◆ Exercise aim
Count the lines in the records below that contain the string "moon", treating uppercase and lowercase as different. Give only the number.
BEGIN
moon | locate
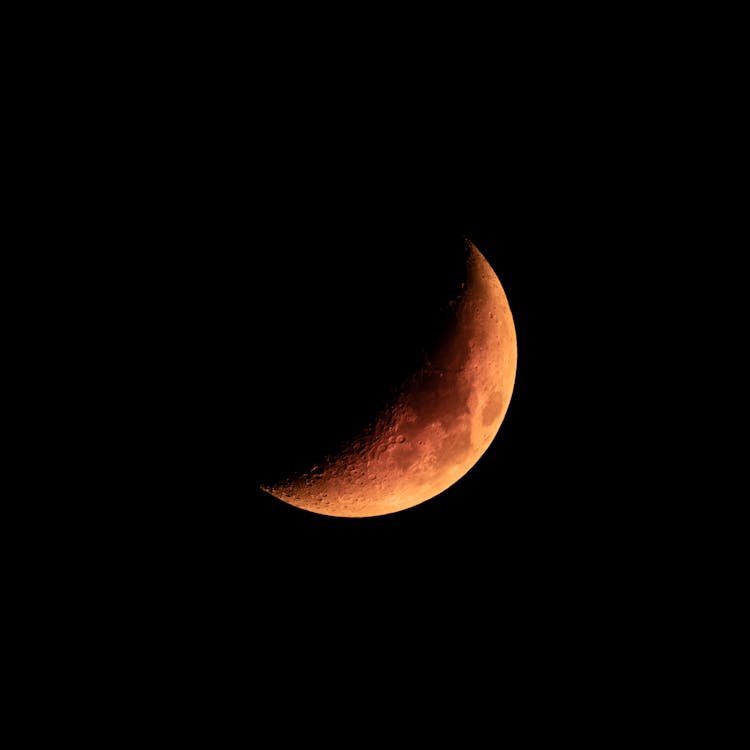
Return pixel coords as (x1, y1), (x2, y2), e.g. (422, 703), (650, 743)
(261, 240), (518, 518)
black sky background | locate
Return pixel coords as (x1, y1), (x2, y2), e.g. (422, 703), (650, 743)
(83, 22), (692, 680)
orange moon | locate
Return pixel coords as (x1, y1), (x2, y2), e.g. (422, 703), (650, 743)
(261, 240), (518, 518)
END
BEGIN
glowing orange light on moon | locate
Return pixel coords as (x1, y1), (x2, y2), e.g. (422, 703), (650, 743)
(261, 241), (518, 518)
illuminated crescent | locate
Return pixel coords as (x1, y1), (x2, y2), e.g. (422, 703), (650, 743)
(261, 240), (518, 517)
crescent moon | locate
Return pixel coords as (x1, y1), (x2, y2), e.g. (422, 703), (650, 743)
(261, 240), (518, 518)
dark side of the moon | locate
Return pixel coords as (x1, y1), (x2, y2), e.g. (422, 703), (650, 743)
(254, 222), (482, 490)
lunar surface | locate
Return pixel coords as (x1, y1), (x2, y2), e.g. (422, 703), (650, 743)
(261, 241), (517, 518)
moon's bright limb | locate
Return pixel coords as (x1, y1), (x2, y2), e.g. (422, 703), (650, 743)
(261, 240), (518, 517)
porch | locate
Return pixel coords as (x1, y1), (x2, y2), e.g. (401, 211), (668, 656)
END
◆ Final result
6